→ Source material:
--------------------------------

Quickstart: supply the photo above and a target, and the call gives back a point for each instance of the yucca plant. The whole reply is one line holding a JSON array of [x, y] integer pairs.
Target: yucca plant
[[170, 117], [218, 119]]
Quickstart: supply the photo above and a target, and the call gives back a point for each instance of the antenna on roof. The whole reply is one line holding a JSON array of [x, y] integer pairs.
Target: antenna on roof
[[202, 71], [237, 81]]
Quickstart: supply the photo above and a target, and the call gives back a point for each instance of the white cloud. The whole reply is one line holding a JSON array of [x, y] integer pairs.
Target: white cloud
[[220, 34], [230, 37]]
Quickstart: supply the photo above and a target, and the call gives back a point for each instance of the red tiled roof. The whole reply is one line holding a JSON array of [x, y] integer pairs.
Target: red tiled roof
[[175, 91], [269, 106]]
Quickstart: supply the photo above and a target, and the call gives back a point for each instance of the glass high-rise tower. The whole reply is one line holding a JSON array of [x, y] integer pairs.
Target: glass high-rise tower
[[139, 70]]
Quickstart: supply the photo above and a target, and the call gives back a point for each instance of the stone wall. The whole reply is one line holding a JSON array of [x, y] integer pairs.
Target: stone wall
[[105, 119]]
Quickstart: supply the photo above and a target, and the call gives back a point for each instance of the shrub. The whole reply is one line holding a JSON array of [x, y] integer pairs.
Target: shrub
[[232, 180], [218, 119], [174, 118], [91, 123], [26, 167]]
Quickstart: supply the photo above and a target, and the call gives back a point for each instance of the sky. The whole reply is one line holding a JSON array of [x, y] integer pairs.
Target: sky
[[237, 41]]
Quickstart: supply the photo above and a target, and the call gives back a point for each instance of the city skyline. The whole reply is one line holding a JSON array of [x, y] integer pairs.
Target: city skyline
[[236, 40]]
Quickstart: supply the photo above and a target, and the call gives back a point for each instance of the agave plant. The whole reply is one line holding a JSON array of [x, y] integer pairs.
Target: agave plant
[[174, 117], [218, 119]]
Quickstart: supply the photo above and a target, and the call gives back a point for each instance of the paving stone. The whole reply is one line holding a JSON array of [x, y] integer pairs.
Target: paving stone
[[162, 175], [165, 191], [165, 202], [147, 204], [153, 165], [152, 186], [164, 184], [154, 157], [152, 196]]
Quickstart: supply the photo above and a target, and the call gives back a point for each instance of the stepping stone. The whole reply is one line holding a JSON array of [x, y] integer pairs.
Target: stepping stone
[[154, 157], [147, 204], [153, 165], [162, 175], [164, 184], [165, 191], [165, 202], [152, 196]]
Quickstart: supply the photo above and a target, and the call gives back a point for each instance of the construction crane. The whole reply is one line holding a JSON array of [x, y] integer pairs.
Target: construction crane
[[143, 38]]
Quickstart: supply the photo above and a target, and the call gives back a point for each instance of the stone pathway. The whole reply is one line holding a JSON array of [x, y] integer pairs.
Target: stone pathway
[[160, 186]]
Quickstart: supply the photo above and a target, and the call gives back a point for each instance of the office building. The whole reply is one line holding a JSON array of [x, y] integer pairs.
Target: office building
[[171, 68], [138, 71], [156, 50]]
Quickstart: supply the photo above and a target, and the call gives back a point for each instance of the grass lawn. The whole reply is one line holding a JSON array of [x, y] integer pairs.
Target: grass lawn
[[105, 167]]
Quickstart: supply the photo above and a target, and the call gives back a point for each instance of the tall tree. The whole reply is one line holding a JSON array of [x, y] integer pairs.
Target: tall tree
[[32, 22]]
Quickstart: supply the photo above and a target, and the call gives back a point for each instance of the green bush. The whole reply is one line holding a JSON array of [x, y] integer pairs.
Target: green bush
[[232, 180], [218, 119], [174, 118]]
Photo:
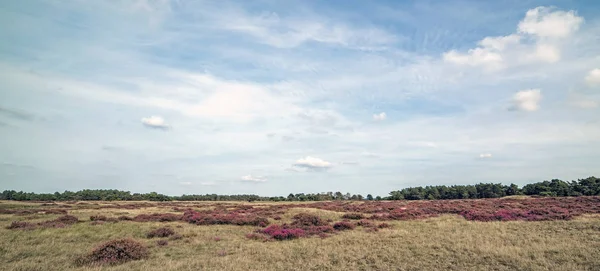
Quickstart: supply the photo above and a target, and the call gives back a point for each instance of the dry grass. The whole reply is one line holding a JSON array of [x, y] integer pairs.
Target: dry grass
[[442, 243]]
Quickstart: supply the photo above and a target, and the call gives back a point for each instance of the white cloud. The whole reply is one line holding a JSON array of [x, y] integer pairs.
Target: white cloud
[[256, 179], [527, 100], [499, 43], [312, 163], [543, 25], [547, 53], [288, 32], [380, 117], [585, 104], [475, 57], [549, 22], [155, 122], [593, 77]]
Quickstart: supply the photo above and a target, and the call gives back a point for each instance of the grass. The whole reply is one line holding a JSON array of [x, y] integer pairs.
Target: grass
[[447, 242]]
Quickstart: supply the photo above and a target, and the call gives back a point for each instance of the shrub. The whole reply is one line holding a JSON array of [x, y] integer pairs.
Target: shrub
[[115, 252], [278, 232], [343, 225], [199, 218], [365, 223], [255, 236], [56, 212], [384, 226], [304, 219], [161, 232], [51, 224], [176, 237], [355, 216], [125, 218], [162, 243], [98, 218], [67, 219], [157, 217], [21, 225]]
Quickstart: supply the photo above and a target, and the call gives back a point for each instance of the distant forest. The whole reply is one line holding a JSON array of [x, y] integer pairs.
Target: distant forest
[[554, 188]]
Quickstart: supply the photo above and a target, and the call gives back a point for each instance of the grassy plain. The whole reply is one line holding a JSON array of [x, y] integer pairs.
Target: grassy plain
[[447, 242]]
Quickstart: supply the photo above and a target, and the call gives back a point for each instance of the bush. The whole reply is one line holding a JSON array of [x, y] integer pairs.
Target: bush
[[52, 224], [157, 217], [278, 232], [21, 225], [162, 243], [98, 218], [343, 225], [161, 232], [384, 226], [176, 237], [115, 252], [199, 218], [67, 219], [355, 216], [304, 220], [365, 223]]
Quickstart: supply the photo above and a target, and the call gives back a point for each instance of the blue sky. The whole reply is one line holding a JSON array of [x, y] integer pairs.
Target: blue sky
[[273, 97]]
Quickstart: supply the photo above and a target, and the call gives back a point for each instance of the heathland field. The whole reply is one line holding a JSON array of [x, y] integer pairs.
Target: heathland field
[[488, 234]]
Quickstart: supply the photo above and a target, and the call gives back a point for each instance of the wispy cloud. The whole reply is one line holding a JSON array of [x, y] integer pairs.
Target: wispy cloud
[[255, 179], [251, 88], [313, 163], [379, 117], [527, 100], [155, 122]]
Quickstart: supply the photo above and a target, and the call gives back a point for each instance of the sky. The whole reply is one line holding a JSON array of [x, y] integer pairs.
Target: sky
[[276, 97]]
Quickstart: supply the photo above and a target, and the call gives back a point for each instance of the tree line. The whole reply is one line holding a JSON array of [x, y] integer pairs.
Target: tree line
[[556, 188]]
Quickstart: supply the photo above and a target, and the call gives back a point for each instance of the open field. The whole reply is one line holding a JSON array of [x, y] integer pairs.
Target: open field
[[489, 234]]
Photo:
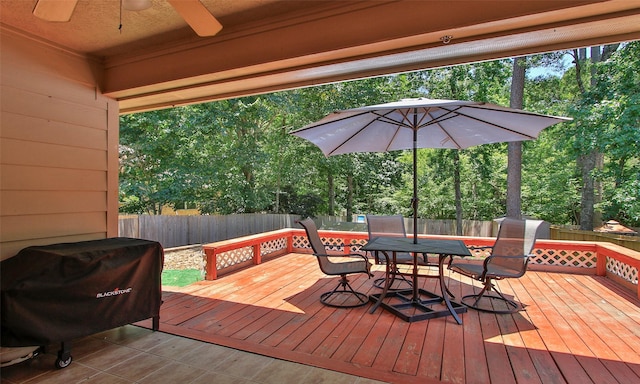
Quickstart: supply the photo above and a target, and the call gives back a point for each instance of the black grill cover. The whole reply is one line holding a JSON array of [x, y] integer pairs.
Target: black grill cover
[[60, 292]]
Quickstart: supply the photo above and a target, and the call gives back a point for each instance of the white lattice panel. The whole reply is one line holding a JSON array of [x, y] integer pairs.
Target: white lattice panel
[[233, 257], [300, 242], [272, 246], [563, 258], [623, 270]]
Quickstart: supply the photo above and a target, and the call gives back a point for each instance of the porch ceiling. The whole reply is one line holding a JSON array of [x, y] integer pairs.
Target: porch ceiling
[[157, 61]]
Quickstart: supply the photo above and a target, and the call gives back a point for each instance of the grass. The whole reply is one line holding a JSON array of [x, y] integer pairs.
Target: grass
[[180, 278]]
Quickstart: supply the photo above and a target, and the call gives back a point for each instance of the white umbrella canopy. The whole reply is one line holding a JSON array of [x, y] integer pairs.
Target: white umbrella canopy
[[422, 123], [437, 123]]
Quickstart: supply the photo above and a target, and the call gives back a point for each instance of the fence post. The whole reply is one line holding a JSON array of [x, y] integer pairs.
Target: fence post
[[257, 256], [211, 271]]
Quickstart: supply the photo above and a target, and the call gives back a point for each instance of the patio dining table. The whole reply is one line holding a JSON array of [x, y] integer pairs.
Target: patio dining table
[[416, 304]]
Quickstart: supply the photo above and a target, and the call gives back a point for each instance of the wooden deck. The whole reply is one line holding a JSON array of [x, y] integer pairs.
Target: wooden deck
[[576, 328]]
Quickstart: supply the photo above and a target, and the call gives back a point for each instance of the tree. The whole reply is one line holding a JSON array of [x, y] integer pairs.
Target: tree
[[514, 149], [589, 157]]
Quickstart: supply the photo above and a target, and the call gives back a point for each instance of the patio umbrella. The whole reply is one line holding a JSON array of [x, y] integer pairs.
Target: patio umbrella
[[422, 123]]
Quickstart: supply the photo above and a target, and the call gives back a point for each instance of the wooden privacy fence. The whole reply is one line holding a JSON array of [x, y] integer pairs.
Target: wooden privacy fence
[[176, 231]]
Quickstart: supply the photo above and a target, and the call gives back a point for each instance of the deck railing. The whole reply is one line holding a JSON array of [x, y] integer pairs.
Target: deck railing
[[604, 259]]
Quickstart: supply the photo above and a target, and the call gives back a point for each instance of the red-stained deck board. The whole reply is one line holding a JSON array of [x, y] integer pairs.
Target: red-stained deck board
[[576, 328]]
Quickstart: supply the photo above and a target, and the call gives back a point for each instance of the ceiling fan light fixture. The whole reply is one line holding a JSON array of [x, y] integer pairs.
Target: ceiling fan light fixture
[[136, 5]]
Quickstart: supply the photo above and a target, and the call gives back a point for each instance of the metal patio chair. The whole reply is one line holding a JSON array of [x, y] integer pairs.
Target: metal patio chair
[[343, 295], [508, 260]]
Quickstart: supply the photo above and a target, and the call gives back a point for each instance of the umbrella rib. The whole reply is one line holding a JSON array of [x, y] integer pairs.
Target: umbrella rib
[[439, 119], [344, 142]]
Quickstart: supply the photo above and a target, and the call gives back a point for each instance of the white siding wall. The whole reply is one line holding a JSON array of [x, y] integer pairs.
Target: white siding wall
[[58, 147]]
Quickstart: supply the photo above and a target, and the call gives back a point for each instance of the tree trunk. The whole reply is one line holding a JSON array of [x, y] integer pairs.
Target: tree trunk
[[456, 182], [332, 195], [514, 155], [587, 164], [349, 198]]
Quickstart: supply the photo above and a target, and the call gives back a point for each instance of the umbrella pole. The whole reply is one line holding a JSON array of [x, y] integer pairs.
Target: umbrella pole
[[414, 202]]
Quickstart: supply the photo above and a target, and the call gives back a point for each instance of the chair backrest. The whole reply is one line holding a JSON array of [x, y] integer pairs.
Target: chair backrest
[[385, 226], [319, 250], [515, 238]]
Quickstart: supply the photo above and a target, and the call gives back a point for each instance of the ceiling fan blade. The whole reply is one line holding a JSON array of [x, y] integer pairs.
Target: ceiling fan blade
[[197, 16], [55, 10]]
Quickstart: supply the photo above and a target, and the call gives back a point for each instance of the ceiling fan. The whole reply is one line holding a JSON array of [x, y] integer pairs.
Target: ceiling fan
[[192, 11]]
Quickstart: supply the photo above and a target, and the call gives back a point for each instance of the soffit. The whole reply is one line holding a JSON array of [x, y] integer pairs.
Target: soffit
[[156, 61]]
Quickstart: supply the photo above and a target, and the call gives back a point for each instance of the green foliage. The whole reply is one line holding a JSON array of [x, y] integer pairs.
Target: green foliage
[[237, 155]]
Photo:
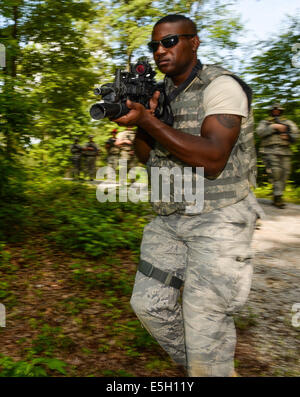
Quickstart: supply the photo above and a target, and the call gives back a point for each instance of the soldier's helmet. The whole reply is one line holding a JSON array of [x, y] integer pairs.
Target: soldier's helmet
[[276, 105]]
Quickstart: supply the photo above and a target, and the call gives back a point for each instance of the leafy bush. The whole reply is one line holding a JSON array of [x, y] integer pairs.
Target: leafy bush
[[36, 367], [70, 214]]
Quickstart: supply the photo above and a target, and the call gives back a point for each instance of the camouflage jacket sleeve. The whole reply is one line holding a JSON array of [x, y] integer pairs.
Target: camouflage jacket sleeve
[[264, 130]]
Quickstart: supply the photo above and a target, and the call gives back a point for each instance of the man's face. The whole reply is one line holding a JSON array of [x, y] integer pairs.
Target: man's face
[[175, 60], [276, 112]]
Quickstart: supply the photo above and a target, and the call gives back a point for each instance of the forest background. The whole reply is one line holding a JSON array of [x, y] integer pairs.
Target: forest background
[[53, 232]]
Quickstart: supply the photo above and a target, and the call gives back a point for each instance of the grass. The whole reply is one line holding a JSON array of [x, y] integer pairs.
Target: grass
[[291, 193]]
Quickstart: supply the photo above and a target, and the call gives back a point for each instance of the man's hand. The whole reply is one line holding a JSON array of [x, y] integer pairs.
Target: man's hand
[[284, 136], [138, 112]]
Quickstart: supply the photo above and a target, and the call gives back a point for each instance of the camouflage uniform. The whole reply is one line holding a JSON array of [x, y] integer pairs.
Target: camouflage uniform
[[126, 151], [276, 152], [76, 151], [90, 158], [209, 250], [113, 153]]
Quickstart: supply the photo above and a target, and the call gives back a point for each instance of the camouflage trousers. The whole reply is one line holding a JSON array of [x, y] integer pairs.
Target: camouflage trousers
[[113, 161], [130, 158], [211, 253], [278, 168]]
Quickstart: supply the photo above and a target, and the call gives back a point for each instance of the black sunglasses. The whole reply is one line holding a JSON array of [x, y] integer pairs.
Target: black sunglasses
[[167, 42]]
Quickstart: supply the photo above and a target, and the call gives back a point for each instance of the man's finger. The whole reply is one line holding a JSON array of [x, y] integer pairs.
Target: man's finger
[[154, 101]]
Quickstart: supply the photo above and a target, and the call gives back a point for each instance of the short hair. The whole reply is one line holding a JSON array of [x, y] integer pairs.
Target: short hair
[[172, 18]]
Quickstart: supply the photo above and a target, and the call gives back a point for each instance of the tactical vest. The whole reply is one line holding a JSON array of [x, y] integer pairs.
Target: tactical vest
[[233, 183]]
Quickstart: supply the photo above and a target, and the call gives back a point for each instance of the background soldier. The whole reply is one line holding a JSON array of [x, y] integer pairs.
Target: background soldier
[[277, 134], [76, 151], [113, 150], [125, 140], [91, 151]]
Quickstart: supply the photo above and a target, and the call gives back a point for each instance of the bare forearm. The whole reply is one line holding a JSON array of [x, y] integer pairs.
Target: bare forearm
[[143, 144]]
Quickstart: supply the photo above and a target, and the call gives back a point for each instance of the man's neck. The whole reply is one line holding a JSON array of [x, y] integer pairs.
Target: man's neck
[[179, 79]]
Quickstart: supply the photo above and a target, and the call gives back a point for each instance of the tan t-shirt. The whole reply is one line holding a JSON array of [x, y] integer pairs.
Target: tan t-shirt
[[224, 95]]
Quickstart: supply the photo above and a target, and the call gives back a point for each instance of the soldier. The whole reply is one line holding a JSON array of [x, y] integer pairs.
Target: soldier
[[125, 140], [206, 249], [113, 150], [277, 134], [91, 152], [76, 151]]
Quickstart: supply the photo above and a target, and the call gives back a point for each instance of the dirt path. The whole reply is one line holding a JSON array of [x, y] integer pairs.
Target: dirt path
[[270, 343]]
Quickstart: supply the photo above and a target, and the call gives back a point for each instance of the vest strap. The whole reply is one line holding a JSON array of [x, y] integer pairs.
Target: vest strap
[[164, 277]]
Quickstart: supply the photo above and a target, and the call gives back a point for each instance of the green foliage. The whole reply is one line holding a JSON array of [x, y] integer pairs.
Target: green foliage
[[50, 339], [13, 210], [116, 374], [273, 77], [70, 214], [35, 367]]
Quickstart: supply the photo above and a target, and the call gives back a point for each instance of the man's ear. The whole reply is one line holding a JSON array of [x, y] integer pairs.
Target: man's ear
[[196, 42]]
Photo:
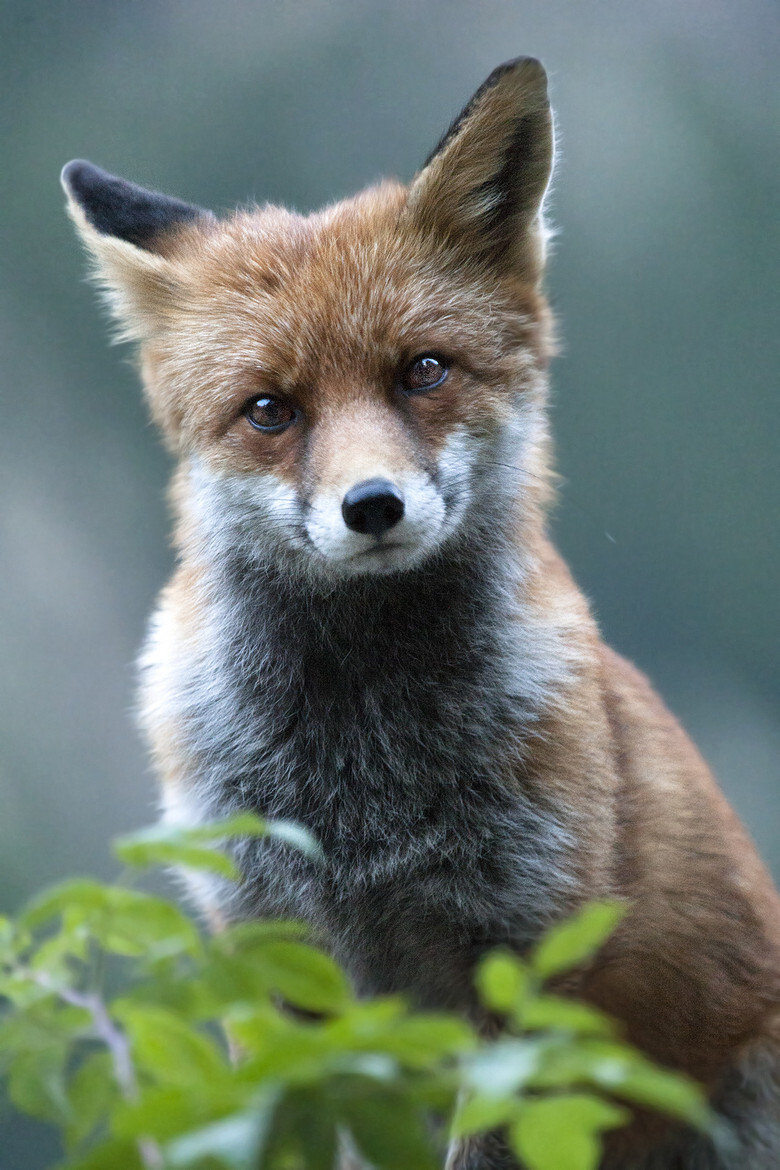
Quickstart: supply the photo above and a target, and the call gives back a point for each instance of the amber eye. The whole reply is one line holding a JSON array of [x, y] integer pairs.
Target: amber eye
[[423, 373], [269, 414]]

--------------------------------

→ Job: Copy the listing word for word, starting at the line with "the ceiling fan." and ending at the line with "[[237, 155]]", with both of those lines included.

→ Answer to this problem:
Quickstart: supply the photo above and a target, and the call gives back a point for each instance of the ceiling fan. The whole reply is one line holding a JSON array of [x, y] integer pairs.
Target: ceiling fan
[[192, 11]]
Quickstart: supply the photo above and a target, and the call gives back a point for each instance of the soffit. The whole reply is one line holding a JSON array of [x, y] integer pairs.
Target: soffit
[[156, 61]]
Quickstart: supply the photo above and a target, and the call gives back a point for each instance of the green foliage. The whole reply is one line holding a JSON array of [x, y] integer pairs.
Target: green foliage
[[237, 155]]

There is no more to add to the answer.